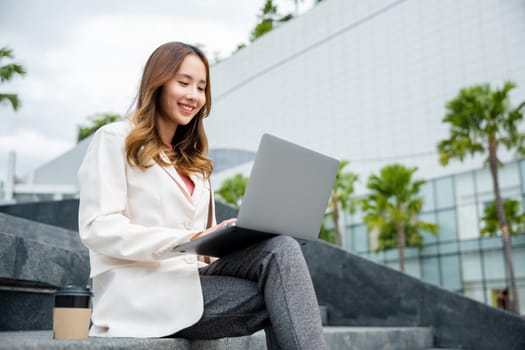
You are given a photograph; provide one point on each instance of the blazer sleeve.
(103, 226)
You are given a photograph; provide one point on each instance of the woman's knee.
(284, 244)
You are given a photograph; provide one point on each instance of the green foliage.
(268, 18)
(515, 219)
(96, 122)
(480, 121)
(393, 204)
(326, 234)
(232, 190)
(341, 197)
(479, 115)
(7, 72)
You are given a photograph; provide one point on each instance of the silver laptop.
(287, 194)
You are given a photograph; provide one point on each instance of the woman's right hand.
(223, 224)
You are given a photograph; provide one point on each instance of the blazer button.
(190, 259)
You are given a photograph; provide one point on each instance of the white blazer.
(126, 215)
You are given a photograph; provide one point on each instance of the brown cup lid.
(74, 290)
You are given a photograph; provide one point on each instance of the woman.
(143, 186)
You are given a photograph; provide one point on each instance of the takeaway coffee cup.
(72, 313)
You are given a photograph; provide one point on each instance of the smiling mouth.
(186, 108)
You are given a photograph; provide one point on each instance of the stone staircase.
(337, 338)
(365, 305)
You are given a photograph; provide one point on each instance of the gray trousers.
(266, 286)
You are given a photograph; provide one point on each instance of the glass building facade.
(458, 258)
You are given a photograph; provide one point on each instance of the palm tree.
(269, 18)
(481, 120)
(392, 208)
(7, 72)
(96, 121)
(339, 201)
(515, 219)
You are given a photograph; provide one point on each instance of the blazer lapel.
(172, 172)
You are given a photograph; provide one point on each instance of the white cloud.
(32, 149)
(84, 58)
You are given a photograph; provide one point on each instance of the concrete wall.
(367, 80)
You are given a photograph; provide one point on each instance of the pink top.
(188, 182)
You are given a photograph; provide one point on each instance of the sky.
(86, 57)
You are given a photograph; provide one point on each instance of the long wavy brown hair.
(190, 143)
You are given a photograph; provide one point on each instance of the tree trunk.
(401, 245)
(507, 248)
(335, 218)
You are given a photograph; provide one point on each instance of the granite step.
(352, 338)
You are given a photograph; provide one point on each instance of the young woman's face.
(184, 95)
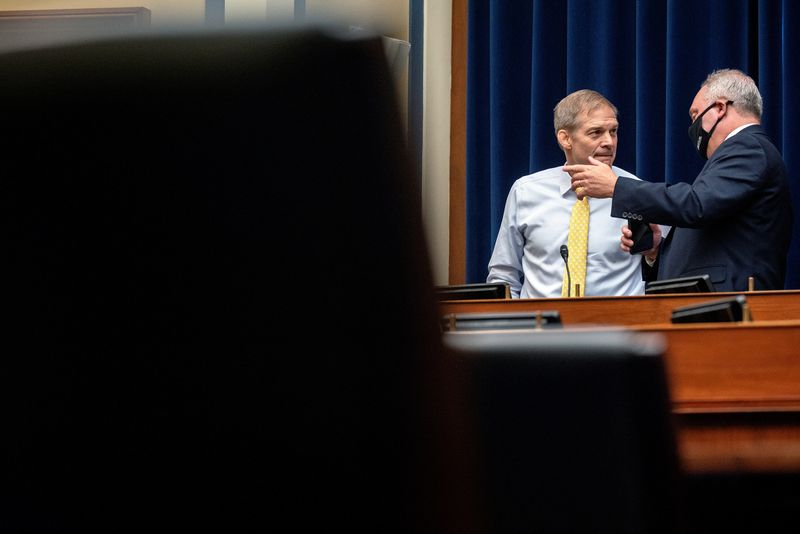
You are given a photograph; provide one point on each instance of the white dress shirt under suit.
(536, 223)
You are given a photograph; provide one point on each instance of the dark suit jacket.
(734, 221)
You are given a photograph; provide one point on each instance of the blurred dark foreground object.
(574, 430)
(183, 220)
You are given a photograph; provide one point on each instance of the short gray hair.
(737, 86)
(566, 113)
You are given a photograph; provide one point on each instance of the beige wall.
(436, 136)
(162, 12)
(387, 17)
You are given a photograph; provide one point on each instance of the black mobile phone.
(642, 236)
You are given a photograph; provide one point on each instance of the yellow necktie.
(577, 242)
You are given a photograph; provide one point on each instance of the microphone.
(565, 255)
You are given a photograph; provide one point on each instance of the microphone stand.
(565, 255)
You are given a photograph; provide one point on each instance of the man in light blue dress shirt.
(536, 219)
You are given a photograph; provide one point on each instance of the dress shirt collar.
(565, 184)
(739, 129)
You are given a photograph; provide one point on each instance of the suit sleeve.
(728, 180)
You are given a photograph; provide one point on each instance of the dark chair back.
(574, 432)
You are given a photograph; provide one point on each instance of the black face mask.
(699, 136)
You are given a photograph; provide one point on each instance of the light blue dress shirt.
(536, 223)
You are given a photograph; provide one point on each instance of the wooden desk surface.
(643, 309)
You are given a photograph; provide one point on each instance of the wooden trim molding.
(458, 145)
(42, 27)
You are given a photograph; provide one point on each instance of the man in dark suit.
(735, 220)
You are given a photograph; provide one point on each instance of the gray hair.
(737, 86)
(566, 113)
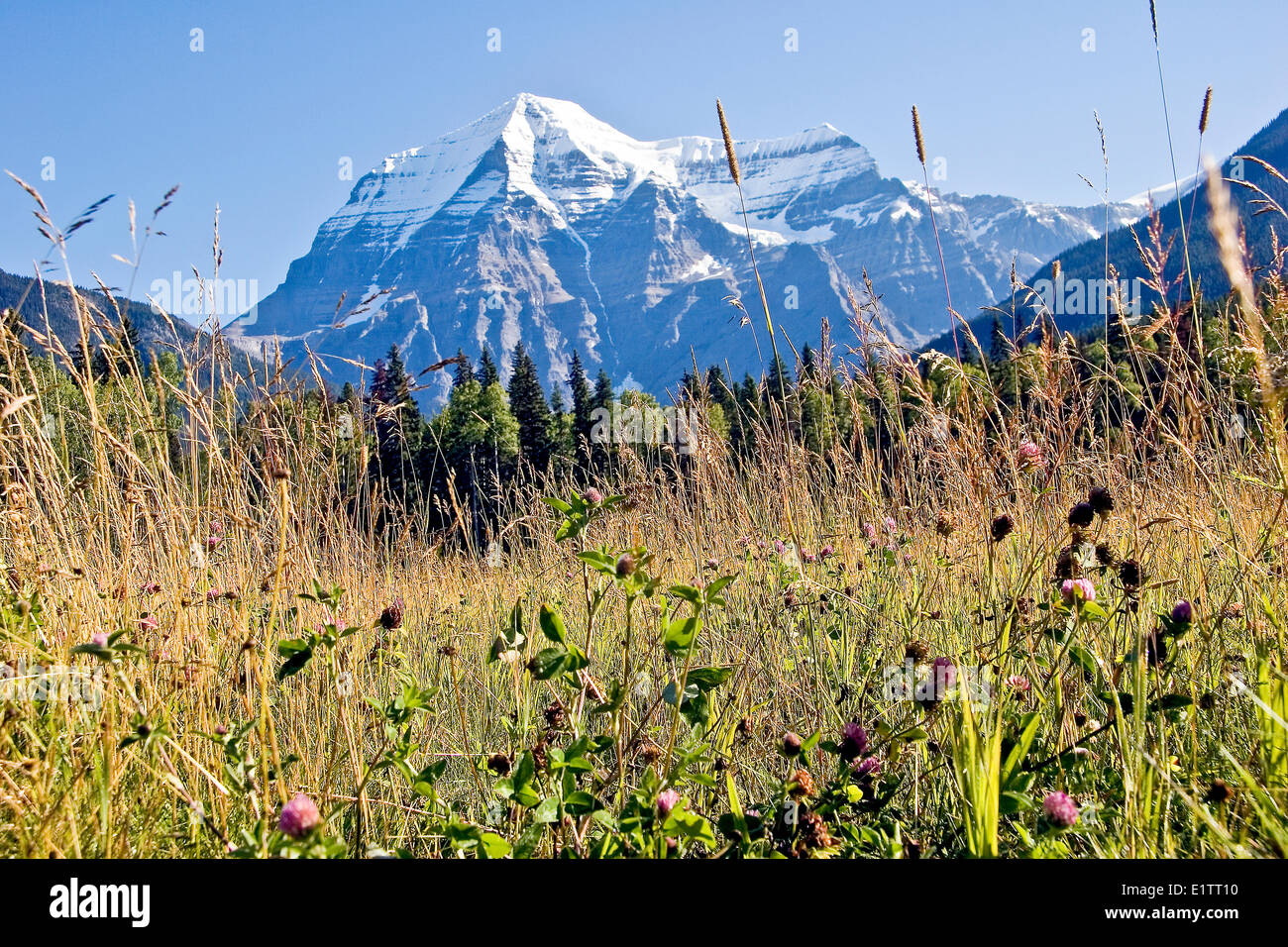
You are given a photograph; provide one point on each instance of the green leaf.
(688, 592)
(1172, 701)
(681, 634)
(297, 654)
(552, 624)
(549, 663)
(492, 845)
(708, 678)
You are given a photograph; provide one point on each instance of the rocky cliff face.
(537, 222)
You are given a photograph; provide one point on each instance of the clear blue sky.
(259, 121)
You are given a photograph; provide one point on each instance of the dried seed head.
(625, 565)
(729, 150)
(1128, 574)
(1081, 515)
(917, 651)
(915, 132)
(1219, 791)
(1102, 501)
(802, 784)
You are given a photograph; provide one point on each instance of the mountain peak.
(539, 222)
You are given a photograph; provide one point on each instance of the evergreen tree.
(464, 369)
(581, 408)
(600, 408)
(529, 408)
(487, 373)
(398, 425)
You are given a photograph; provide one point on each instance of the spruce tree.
(529, 408)
(487, 373)
(581, 408)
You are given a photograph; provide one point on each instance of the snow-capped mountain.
(539, 222)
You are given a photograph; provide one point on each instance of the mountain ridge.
(539, 222)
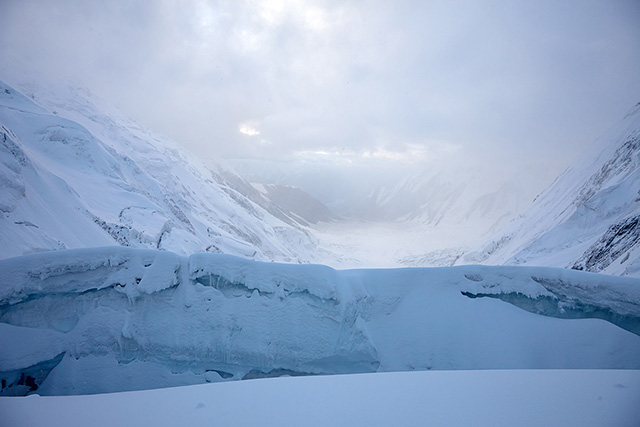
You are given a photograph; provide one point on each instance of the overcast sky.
(354, 81)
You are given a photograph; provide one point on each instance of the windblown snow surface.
(116, 319)
(588, 219)
(75, 173)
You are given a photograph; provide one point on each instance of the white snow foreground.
(442, 398)
(115, 319)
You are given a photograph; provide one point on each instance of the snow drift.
(113, 319)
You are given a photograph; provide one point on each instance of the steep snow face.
(75, 174)
(439, 197)
(114, 319)
(587, 219)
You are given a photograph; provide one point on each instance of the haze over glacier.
(207, 211)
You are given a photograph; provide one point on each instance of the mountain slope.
(76, 174)
(113, 319)
(587, 219)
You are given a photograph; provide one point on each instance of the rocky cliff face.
(587, 219)
(75, 173)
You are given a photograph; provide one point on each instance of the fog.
(356, 91)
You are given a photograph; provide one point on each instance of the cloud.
(273, 79)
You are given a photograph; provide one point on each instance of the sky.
(347, 83)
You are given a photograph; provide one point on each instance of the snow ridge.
(112, 319)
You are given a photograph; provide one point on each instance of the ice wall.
(113, 319)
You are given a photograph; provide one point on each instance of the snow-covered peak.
(76, 176)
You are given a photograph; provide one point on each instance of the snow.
(115, 319)
(478, 398)
(577, 220)
(75, 173)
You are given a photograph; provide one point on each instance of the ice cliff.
(112, 319)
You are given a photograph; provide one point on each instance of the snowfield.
(116, 319)
(444, 398)
(588, 219)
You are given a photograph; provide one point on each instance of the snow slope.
(588, 219)
(74, 173)
(114, 319)
(444, 398)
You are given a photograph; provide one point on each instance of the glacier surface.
(112, 319)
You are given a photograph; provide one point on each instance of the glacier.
(587, 219)
(76, 173)
(110, 319)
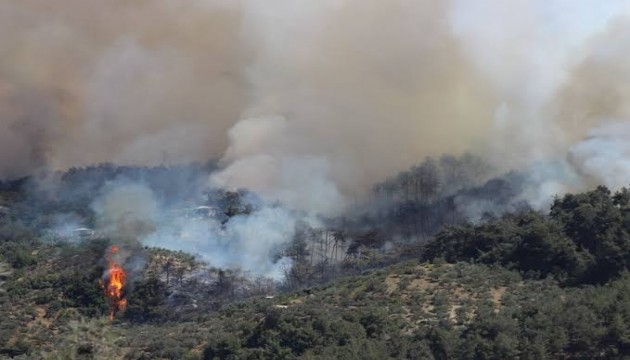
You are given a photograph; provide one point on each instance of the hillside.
(409, 310)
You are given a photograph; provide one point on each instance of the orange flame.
(114, 283)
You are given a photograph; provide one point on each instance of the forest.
(412, 273)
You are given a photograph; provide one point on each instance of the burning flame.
(114, 283)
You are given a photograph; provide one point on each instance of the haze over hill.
(343, 93)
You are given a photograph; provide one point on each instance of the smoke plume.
(309, 104)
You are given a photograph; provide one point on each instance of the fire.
(114, 283)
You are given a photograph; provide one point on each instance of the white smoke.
(604, 156)
(265, 157)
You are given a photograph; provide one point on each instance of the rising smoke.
(310, 103)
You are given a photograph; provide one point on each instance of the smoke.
(309, 104)
(86, 82)
(604, 156)
(126, 211)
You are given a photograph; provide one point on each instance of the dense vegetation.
(524, 284)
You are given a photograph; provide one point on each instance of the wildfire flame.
(114, 283)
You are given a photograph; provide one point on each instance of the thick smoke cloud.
(158, 81)
(310, 103)
(143, 82)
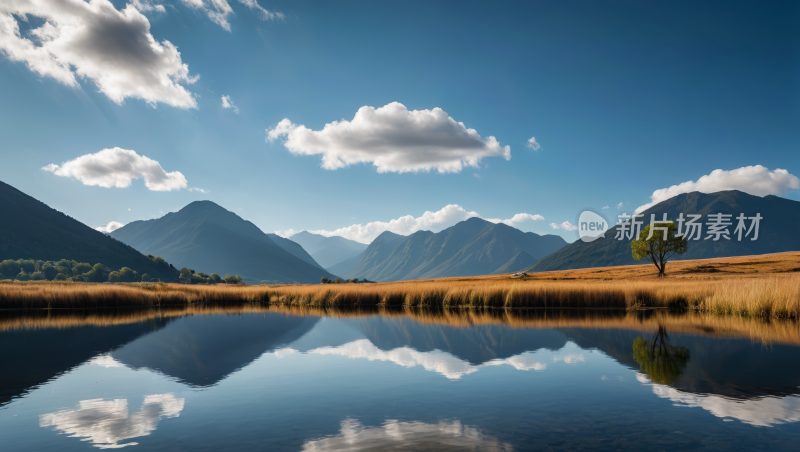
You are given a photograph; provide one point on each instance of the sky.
(352, 118)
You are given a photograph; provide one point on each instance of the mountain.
(30, 229)
(470, 248)
(777, 231)
(328, 251)
(294, 249)
(205, 237)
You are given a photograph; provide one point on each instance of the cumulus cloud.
(106, 423)
(95, 41)
(148, 6)
(110, 227)
(764, 412)
(117, 167)
(219, 10)
(443, 363)
(567, 226)
(395, 435)
(572, 358)
(228, 103)
(429, 221)
(755, 180)
(393, 139)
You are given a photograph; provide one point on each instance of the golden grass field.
(766, 286)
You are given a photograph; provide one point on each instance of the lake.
(316, 380)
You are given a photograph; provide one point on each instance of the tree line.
(189, 276)
(70, 270)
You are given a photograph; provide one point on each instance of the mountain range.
(30, 229)
(328, 251)
(470, 248)
(777, 231)
(205, 237)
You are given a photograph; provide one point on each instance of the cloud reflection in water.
(106, 422)
(437, 361)
(763, 412)
(394, 435)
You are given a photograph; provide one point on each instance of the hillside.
(777, 231)
(328, 251)
(205, 237)
(30, 229)
(471, 247)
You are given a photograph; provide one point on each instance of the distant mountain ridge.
(328, 251)
(206, 237)
(30, 229)
(777, 231)
(470, 248)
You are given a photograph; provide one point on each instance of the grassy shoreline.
(746, 290)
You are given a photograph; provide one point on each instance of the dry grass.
(758, 286)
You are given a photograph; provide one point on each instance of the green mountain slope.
(206, 237)
(472, 247)
(777, 231)
(328, 251)
(30, 229)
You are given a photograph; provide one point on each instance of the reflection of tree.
(662, 362)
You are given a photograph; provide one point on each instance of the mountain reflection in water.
(394, 435)
(285, 379)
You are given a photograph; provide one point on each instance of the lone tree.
(661, 246)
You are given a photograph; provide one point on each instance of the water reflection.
(763, 412)
(394, 435)
(437, 361)
(661, 361)
(106, 423)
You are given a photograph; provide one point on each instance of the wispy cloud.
(118, 167)
(428, 221)
(755, 180)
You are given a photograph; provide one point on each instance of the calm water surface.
(272, 381)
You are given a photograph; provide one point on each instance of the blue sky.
(624, 98)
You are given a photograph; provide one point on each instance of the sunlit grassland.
(738, 287)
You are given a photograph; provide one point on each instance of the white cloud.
(452, 367)
(148, 6)
(228, 103)
(428, 221)
(110, 227)
(765, 412)
(106, 423)
(117, 168)
(573, 358)
(755, 180)
(219, 10)
(95, 41)
(567, 226)
(395, 435)
(393, 139)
· · · · ·
Each line from the one containing "distant mountain ridge." through the end of the entries, both included, is to be returned exactly, with no other lines.

__COMPLETED EXERCISE__
You are given a photograph; provide one point on each instance of the distant mountain ridge.
(328, 251)
(206, 237)
(30, 229)
(777, 231)
(470, 248)
You are given a photograph; provide one point on each instance of the grassy shoreline.
(746, 290)
You are given a photograph; provide one point on each instance of the dry grass.
(758, 286)
You are given a photograph; provide one point on each instance of the green mountain slope.
(206, 237)
(472, 247)
(777, 231)
(328, 251)
(30, 229)
You are given a photograph; provide one point on each instance of the reflection of tree.
(662, 362)
You are given a photograph; provide one point on each instance of the mountain reflection in water.
(394, 435)
(285, 379)
You are given a photograph; provide one point on each instance of the lone tree.
(661, 246)
You are given a photograph; provide one point on each instance of the water reflection.
(763, 412)
(394, 435)
(437, 361)
(661, 361)
(106, 423)
You are given a photograph; provide one point on each instance of the wispy cloud.
(118, 167)
(428, 221)
(755, 180)
You are given a photograph; provide one point on each instance of the calm water surface.
(272, 381)
You are given a photograph; provide one point on each instance of the blue sky.
(624, 98)
You are given a photograph; provide one point on each instance of the sunlit grassland.
(738, 287)
You are given a photograph; provide one point on each instance of the white cloud.
(452, 367)
(148, 6)
(228, 103)
(428, 221)
(110, 227)
(765, 412)
(106, 423)
(117, 168)
(573, 358)
(755, 180)
(219, 10)
(95, 41)
(567, 226)
(395, 435)
(393, 139)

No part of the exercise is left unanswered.